**YOUR TASK**: Below are records; count the lines among them that include the string "boxes", and state only the number.

**Dataset entries**:
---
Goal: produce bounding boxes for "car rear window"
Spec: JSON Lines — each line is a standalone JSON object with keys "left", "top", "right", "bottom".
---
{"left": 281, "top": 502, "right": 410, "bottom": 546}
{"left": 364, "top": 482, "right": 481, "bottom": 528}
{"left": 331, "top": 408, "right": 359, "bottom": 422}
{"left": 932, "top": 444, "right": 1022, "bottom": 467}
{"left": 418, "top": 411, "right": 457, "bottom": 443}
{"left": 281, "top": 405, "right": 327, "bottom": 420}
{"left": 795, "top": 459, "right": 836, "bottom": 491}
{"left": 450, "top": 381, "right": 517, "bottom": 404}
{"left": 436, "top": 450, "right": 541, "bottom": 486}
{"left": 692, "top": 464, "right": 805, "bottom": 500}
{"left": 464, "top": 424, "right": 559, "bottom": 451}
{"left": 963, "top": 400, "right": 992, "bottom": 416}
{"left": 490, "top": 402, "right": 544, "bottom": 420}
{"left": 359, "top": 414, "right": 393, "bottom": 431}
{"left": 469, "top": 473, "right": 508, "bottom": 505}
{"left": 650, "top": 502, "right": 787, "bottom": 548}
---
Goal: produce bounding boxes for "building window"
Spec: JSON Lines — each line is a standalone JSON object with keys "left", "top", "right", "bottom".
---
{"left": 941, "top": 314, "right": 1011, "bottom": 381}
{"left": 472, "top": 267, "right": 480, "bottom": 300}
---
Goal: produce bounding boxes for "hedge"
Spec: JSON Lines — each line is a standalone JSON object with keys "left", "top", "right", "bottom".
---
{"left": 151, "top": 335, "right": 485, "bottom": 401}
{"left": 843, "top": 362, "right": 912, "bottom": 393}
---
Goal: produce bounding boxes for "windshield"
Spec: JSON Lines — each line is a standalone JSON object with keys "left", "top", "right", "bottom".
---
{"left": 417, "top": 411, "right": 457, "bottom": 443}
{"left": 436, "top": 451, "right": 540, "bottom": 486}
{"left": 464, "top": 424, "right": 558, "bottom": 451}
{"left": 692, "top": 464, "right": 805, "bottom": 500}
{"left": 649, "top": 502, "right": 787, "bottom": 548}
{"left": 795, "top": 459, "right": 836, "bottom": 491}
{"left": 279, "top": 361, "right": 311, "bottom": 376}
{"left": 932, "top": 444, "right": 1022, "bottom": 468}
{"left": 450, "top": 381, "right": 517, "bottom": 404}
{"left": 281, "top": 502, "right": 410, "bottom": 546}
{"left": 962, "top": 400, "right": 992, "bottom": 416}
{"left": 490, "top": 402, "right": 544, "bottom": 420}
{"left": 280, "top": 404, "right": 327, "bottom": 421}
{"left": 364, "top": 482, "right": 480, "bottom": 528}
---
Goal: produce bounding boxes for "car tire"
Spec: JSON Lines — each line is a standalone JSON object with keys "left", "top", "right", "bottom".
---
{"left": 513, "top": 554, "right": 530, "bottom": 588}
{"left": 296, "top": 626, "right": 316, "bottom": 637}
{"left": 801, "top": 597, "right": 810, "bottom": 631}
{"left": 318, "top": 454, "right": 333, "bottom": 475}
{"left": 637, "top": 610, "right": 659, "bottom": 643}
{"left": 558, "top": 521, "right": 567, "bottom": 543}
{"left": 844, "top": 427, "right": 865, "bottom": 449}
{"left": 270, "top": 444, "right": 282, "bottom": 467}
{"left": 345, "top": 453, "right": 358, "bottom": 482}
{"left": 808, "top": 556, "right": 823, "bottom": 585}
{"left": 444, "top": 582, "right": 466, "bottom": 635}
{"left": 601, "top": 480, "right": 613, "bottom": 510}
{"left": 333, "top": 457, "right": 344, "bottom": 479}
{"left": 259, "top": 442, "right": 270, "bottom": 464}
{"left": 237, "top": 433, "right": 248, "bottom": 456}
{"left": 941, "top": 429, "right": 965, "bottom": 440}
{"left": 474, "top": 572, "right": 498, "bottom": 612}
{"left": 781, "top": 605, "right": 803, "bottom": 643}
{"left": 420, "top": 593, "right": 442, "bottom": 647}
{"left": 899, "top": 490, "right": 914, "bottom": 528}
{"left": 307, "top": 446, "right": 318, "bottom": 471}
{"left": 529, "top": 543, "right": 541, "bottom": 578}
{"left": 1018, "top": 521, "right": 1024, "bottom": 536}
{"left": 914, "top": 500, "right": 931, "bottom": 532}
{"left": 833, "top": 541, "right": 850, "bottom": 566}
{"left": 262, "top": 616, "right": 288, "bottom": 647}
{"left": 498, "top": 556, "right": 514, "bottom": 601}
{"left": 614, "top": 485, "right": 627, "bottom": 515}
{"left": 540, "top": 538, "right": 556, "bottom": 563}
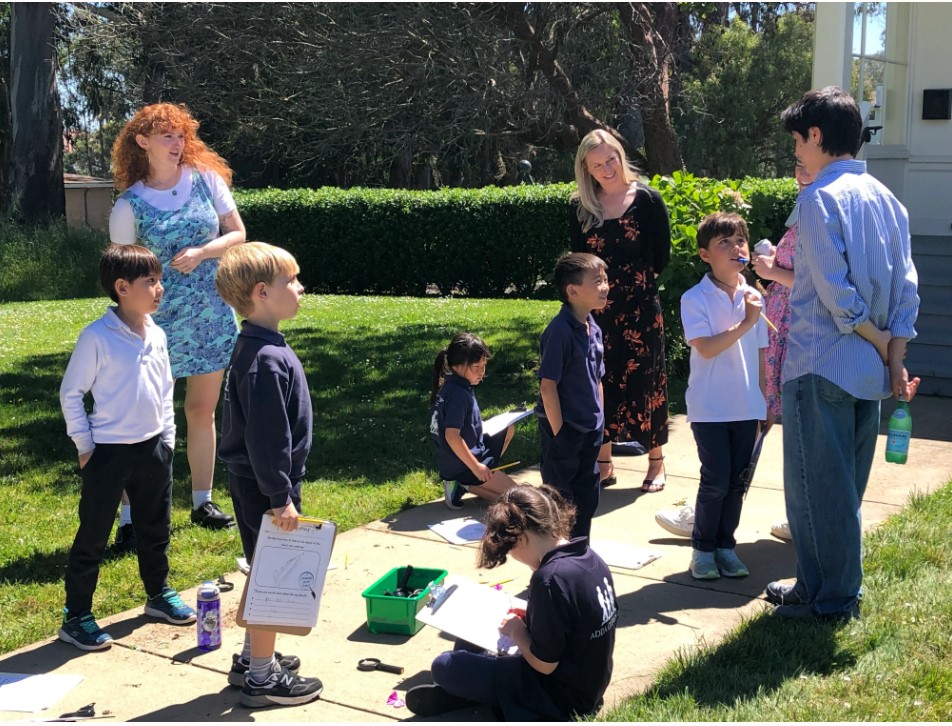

**RESULT**: 5